Task goal =
Output everything from the line containing "One marker serves each instance of the eyeglasses." down to the end of the items as a JSON list of strings, one string per line, with blank lines left out.

Excerpted records =

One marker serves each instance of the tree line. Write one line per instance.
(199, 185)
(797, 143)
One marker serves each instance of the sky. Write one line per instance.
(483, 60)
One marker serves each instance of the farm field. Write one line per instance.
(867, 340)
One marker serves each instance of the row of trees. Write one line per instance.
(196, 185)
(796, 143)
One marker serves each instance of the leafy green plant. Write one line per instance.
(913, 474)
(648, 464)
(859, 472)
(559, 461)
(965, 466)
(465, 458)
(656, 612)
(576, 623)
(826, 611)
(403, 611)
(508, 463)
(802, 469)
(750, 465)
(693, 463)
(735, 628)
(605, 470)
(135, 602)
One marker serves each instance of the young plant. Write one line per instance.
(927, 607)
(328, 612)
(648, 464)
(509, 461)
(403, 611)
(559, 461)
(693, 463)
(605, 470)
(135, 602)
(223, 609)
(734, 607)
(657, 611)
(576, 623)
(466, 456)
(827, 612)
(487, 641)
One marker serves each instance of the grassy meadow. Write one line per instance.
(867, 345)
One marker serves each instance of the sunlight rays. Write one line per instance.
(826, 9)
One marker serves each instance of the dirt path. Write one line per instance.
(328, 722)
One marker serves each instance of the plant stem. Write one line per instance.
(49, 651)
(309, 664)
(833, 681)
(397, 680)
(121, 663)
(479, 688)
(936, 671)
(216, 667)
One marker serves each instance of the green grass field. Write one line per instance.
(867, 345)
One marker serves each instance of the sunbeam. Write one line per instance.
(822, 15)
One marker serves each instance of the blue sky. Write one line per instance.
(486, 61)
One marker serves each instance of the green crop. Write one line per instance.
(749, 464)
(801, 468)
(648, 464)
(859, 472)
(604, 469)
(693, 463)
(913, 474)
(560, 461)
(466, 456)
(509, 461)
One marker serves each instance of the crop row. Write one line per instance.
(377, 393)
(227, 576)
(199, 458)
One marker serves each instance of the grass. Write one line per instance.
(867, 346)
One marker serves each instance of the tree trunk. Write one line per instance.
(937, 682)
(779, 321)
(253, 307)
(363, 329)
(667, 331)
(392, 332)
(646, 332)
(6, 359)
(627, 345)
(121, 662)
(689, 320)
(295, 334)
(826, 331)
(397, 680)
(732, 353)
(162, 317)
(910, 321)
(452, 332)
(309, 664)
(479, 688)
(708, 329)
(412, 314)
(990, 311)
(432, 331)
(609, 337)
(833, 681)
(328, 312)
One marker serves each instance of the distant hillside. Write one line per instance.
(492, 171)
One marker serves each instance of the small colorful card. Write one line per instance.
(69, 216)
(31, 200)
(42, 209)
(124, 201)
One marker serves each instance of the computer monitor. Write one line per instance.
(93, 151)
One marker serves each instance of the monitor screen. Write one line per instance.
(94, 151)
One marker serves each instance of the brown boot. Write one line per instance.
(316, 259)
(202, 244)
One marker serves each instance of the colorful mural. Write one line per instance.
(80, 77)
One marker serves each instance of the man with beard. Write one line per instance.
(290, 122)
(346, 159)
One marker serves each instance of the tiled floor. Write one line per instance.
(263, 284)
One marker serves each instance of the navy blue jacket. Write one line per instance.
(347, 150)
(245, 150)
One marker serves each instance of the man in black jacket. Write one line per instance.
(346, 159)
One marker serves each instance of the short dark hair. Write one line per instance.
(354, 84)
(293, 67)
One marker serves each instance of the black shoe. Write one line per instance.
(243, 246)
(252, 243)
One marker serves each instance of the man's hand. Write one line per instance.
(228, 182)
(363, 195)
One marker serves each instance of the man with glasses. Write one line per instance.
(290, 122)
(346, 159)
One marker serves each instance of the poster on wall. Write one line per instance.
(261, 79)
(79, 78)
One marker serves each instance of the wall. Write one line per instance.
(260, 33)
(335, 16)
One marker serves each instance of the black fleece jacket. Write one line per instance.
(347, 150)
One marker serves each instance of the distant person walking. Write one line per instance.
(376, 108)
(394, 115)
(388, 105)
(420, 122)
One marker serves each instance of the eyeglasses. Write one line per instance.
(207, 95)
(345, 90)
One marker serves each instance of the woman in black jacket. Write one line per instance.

Finished task =
[
  "One marker serves each instance of the eyeglasses. Write one line per instance.",
  "(207, 95)",
  "(345, 90)",
  "One marker serves each instance of the woman in black jacket. Write one line per instance."
]